# What the exercise asks:
Where the data below begins, start retyping exactly, and end on the line with "hillside, that would be most welcome.", which is included; no picture goes in.
§ §
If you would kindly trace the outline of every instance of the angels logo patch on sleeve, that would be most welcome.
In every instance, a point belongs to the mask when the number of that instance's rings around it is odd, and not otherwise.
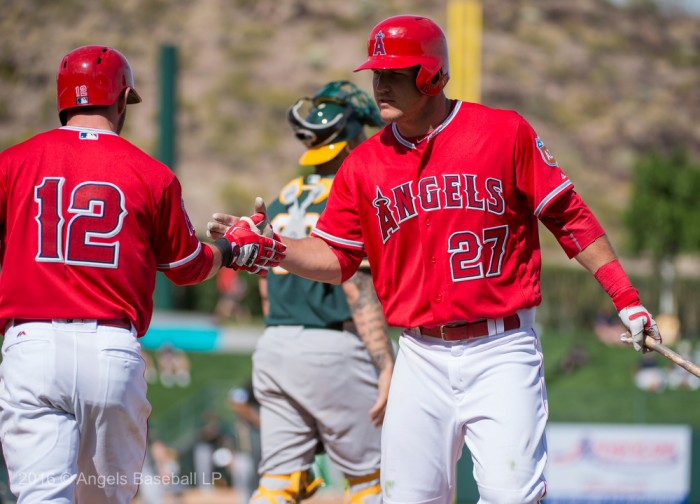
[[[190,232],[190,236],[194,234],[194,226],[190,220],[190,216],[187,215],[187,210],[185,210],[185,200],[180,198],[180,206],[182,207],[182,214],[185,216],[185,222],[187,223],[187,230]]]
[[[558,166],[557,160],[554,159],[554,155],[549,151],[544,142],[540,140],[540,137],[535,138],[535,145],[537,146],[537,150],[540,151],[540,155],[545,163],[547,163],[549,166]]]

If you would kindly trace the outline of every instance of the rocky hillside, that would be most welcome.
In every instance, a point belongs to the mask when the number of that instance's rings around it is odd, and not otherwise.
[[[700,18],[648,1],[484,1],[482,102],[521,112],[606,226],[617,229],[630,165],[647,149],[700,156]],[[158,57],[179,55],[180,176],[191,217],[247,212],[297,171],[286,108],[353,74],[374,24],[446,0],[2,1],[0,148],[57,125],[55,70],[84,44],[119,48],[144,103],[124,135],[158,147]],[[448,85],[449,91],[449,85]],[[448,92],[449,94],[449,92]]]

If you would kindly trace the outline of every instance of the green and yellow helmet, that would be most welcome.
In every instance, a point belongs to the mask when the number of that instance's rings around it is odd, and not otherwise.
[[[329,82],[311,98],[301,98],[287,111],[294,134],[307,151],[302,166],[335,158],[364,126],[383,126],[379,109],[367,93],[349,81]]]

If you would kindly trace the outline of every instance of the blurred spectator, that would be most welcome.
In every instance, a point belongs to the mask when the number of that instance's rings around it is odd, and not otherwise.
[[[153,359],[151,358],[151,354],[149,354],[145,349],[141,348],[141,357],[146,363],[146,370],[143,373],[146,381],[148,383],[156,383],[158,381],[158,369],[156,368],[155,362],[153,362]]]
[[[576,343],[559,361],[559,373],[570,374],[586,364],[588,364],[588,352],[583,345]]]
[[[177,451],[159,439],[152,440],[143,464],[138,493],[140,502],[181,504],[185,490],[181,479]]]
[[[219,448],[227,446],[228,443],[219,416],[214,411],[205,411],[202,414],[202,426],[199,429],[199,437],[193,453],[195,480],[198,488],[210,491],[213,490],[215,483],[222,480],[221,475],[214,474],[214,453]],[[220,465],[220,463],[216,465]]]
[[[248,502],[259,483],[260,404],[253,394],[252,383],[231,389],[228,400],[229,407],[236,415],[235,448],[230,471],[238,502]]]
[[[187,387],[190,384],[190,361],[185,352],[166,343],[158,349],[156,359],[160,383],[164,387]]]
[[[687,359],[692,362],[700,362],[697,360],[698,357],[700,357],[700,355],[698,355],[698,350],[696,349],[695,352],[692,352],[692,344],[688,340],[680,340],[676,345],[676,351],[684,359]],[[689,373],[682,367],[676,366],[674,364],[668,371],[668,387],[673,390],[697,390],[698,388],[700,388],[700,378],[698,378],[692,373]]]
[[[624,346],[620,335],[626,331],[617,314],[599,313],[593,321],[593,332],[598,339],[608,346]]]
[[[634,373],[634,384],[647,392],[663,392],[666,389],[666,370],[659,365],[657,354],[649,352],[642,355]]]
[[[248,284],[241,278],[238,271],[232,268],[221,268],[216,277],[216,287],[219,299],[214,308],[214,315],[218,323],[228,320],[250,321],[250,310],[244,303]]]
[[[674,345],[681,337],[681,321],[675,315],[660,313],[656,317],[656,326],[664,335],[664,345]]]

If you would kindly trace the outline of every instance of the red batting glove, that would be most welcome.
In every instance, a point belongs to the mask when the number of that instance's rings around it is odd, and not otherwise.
§ §
# Your response:
If you would kindly trace the outline of every instance of the angels logo patch on sleeve, that would be most welcome.
In every instance, a point belongs to the mask when the number of that instance's rings around it is odd, and not otherwise.
[[[190,232],[190,236],[194,234],[194,226],[190,220],[190,216],[187,215],[187,210],[185,210],[185,200],[180,198],[180,206],[182,207],[182,214],[185,216],[185,222],[187,223],[187,230]]]
[[[558,166],[557,160],[554,159],[554,155],[549,151],[544,142],[540,140],[540,137],[535,138],[535,145],[537,146],[537,150],[540,151],[540,155],[545,163],[547,163],[549,166]]]

If you would kindly trace the outline of every instance of the rocky hillside, that would be most welcome.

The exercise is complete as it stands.